> Records provided
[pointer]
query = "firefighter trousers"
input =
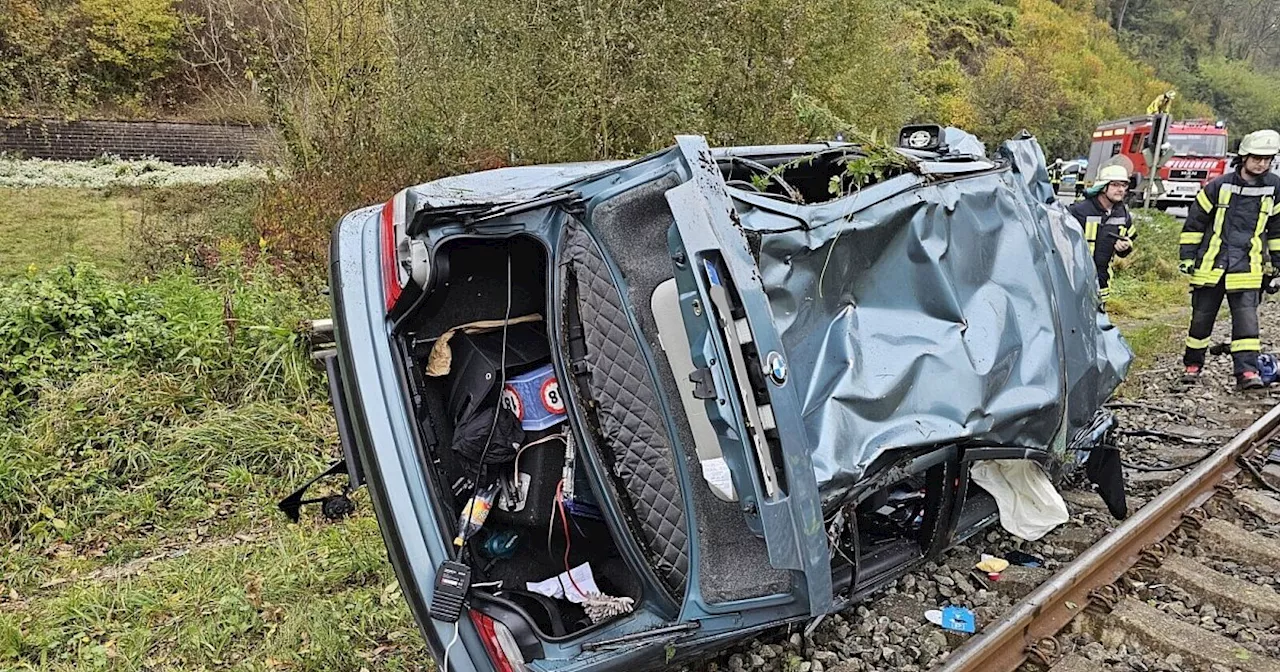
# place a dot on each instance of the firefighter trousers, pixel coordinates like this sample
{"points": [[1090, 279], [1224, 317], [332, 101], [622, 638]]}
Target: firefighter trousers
{"points": [[1244, 325]]}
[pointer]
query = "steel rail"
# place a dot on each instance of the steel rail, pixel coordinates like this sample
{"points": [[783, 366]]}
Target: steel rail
{"points": [[1004, 644]]}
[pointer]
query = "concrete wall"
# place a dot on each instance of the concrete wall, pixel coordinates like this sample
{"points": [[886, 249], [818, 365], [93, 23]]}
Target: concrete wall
{"points": [[168, 141]]}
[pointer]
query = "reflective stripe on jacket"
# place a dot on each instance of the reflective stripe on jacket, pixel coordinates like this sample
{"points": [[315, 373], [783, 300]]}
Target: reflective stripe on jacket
{"points": [[1102, 228], [1233, 231]]}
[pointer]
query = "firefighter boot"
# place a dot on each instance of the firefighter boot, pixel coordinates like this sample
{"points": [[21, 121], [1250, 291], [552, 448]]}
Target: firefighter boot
{"points": [[1249, 380]]}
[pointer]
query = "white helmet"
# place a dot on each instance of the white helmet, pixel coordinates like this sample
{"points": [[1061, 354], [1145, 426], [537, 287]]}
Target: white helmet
{"points": [[1261, 144], [1112, 173]]}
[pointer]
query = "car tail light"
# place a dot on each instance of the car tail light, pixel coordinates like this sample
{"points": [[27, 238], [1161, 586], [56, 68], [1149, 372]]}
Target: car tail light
{"points": [[498, 641], [393, 238]]}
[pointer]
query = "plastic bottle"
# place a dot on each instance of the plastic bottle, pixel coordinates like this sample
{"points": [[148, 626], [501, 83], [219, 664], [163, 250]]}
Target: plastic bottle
{"points": [[474, 513]]}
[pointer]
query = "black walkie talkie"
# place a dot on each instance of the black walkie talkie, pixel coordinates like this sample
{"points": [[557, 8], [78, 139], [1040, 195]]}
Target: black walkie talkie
{"points": [[452, 581]]}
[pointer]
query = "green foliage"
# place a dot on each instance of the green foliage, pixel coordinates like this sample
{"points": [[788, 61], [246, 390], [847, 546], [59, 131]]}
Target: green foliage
{"points": [[1242, 94], [59, 325], [73, 55]]}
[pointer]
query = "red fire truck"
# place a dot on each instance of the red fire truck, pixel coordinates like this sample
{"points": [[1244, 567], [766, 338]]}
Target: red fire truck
{"points": [[1196, 154]]}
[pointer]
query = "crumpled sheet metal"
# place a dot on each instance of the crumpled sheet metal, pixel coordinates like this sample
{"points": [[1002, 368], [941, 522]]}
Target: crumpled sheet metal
{"points": [[956, 311]]}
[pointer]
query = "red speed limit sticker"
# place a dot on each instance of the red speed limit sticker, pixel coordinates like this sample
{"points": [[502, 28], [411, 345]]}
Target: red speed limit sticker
{"points": [[552, 400]]}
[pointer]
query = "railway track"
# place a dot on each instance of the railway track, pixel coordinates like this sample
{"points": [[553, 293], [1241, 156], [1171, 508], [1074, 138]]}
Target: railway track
{"points": [[1168, 589]]}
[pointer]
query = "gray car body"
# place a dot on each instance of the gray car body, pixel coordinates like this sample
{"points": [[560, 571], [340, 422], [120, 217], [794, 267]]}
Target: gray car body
{"points": [[952, 305]]}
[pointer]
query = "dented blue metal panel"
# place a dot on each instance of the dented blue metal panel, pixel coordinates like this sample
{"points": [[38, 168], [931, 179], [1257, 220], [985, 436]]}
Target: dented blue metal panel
{"points": [[935, 312]]}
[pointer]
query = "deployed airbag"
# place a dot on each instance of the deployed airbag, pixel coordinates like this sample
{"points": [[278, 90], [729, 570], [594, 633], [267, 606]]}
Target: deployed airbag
{"points": [[1029, 506]]}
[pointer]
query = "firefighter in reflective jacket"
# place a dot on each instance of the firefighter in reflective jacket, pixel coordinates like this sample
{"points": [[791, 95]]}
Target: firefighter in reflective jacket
{"points": [[1055, 176], [1107, 224], [1230, 241]]}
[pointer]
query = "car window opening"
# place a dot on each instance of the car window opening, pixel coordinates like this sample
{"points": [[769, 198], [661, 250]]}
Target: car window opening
{"points": [[519, 519], [813, 178]]}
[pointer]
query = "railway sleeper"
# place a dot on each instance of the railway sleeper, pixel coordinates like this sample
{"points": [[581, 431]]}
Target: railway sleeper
{"points": [[1133, 620]]}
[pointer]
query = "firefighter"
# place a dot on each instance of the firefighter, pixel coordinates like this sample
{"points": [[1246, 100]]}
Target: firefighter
{"points": [[1230, 241], [1107, 223], [1055, 176]]}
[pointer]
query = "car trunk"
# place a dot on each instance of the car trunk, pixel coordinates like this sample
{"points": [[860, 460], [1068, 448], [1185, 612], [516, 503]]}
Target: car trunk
{"points": [[539, 525]]}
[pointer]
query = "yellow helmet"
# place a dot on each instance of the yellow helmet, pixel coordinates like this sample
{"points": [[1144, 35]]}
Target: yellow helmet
{"points": [[1112, 173], [1261, 144]]}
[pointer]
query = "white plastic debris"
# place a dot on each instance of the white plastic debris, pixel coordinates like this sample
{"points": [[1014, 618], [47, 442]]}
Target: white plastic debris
{"points": [[597, 604], [1029, 504]]}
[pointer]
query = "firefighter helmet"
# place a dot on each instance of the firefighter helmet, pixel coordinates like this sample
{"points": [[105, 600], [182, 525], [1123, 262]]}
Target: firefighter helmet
{"points": [[1112, 173], [1261, 144]]}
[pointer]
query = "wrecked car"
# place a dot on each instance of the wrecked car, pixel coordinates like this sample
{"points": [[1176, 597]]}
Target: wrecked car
{"points": [[625, 414]]}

> Task prompt
Repeat the data in full and exactly. Omit pictures.

> Result of this exercise
[pointer]
query = "firefighter trousers"
input =
# place a dot on each instance of the firefighter trousers, pixel coordinates like this sample
{"points": [[1090, 279], [1224, 317], [332, 101], [622, 638]]}
Target: firefighter trousers
{"points": [[1244, 325]]}
[pointer]
query = "steel rail"
# place a dot on each instance of the steel rail, pixel coordinates like this sample
{"points": [[783, 366]]}
Target: steel rail
{"points": [[1004, 644]]}
[pointer]
query = "concrete wall"
# place a dot on each instance of the concrete wall, pixel coordinates like this sample
{"points": [[886, 249], [818, 365], [93, 23]]}
Target: concrete wall
{"points": [[168, 141]]}
[pointer]
query = "reflective stripe on jacket"
# place a dot on each instance of the reflective stripe on jacket, pixel coordinates like this sample
{"points": [[315, 373], [783, 300]]}
Target: reflective stripe on jacket
{"points": [[1102, 228], [1233, 231]]}
[pointer]
query = "firefighter boot"
# place a dot on each instance of the firefighter boot, pixel coordinates like this sample
{"points": [[21, 121], [1250, 291], [552, 448]]}
Target: firefighter boot
{"points": [[1249, 380]]}
[pointer]
query = "white helmet"
# place a dot on each instance of the white helmet, pixel coordinates like this sample
{"points": [[1061, 354], [1145, 426], [537, 287]]}
Target: white helmet
{"points": [[1261, 144], [1112, 173]]}
[pointer]
query = "car tail light"
# place a dot on each instance of the car tail light, pixel coordinates like this sample
{"points": [[27, 238], [1161, 586], [56, 68], [1149, 372]]}
Target: car tail light
{"points": [[498, 641], [393, 238]]}
[pointer]
query = "plastic bottle"
# place a dot on each instance of the plastic bottle, pixel coordinates like this sample
{"points": [[148, 626], [501, 83], [219, 664], [163, 250]]}
Target: plastic bottle
{"points": [[474, 513]]}
[pointer]
query = "black walkie talkie"
# place a dot on each instance of the black walkie talkie, pixel coordinates like this sample
{"points": [[557, 8], [78, 139], [1040, 195]]}
Target: black walkie talkie
{"points": [[452, 581]]}
[pointer]
query = "green foliage"
# place a dot on each instance of the green foliage, pixel coordinates like this sample
{"points": [[788, 61], [246, 390], [847, 546], [59, 131]]}
Target: green foliage
{"points": [[1242, 94], [59, 325], [73, 55]]}
[pointer]
query = "red fire truck"
# place a dot on each instance of the red fire truck, pixel coordinates like this sample
{"points": [[1244, 567], [766, 338]]}
Target: red fire truck
{"points": [[1196, 154]]}
[pointer]
query = "crumpled sheet metal"
# place a dot on each instance of the crumpled sheet metal, pixel coordinates like this sample
{"points": [[1002, 368], [941, 522]]}
Target: crumpled sheet metal
{"points": [[956, 311]]}
[pointer]
query = "red speed limit sticker"
# place a dot on each instance of the red speed limit sticker, pixel coordinates like this sample
{"points": [[502, 28], [411, 345]]}
Target: red speed limit sticker
{"points": [[552, 400]]}
[pointer]
query = "railway track"
# place a dot on each instance of the railway track, pixel coordinates like this sample
{"points": [[553, 293], [1241, 156], [1171, 508], [1074, 138]]}
Target: railway track
{"points": [[1168, 589]]}
[pointer]
query = "gray car body"
# place a dot on each instance of the gray car body, pixel coordinates like this sample
{"points": [[560, 571], [340, 422], [120, 217], [794, 267]]}
Target: gray car body
{"points": [[952, 305]]}
[pointer]
query = "dented blue metal panel"
# place a dot on each instance of the dented blue metal panel, pixel coordinates like this sample
{"points": [[38, 168], [931, 179], [1257, 220], [985, 436]]}
Target: dented blue metal panel
{"points": [[935, 312]]}
[pointer]
query = "deployed airbag"
# place a dot on each instance of the deployed airbag, pixel coordinates like this sample
{"points": [[278, 90], [729, 570], [594, 633], [267, 606]]}
Target: deployed airbag
{"points": [[1029, 506]]}
[pointer]
query = "firefighter in reflective jacket"
# place a dot on each instance of the firefighter in reflective jacket, pixel coordinates like this sample
{"points": [[791, 95]]}
Target: firefighter in reflective jacket
{"points": [[1055, 176], [1107, 224], [1230, 241]]}
[pointer]
query = "car window opening"
# place a dot on each instance of the car window opening, pixel coordinates like this sample
{"points": [[769, 198], [661, 250]]}
Target: car window opening
{"points": [[519, 519], [813, 178]]}
[pointer]
query = "railway sleeper"
# place a dot on each instance of the railway sleeper, pixel coordinates like this sample
{"points": [[581, 431]]}
Target: railway sleeper
{"points": [[1133, 620]]}
[pointer]
query = "firefighter"
# place a dot on each instance of the firefighter, pixel coordinates like this sample
{"points": [[1246, 100]]}
Target: firefighter
{"points": [[1230, 241], [1107, 223], [1055, 176]]}
[pointer]
query = "car trunk"
# place a dot on each instance of the car trunk, pixel coordinates like this sample
{"points": [[860, 460], [1068, 448], [1185, 612], [516, 503]]}
Target: car trunk
{"points": [[539, 525]]}
[pointer]
query = "yellow helmet"
# place a dot on each instance of the yellow helmet, pixel coordinates like this sample
{"points": [[1144, 35]]}
Target: yellow helmet
{"points": [[1112, 173], [1261, 144]]}
[pointer]
query = "white plastic debris"
# place a dot on each instance of the white plastic debris, pixel coordinates like this sample
{"points": [[1014, 618], [47, 442]]}
Target: white plastic debris
{"points": [[597, 604], [1029, 504]]}
[pointer]
query = "firefighter helmet"
# place a dot on each instance of the firefighter helmet, pixel coordinates like this sample
{"points": [[105, 600], [182, 525], [1123, 262]]}
Target: firefighter helmet
{"points": [[1112, 173], [1261, 144]]}
[pointer]
query = "wrecked car"
# place a dot on each instance of the wrecked car, pixel coordinates like this sample
{"points": [[1176, 597]]}
Target: wrecked car
{"points": [[625, 414]]}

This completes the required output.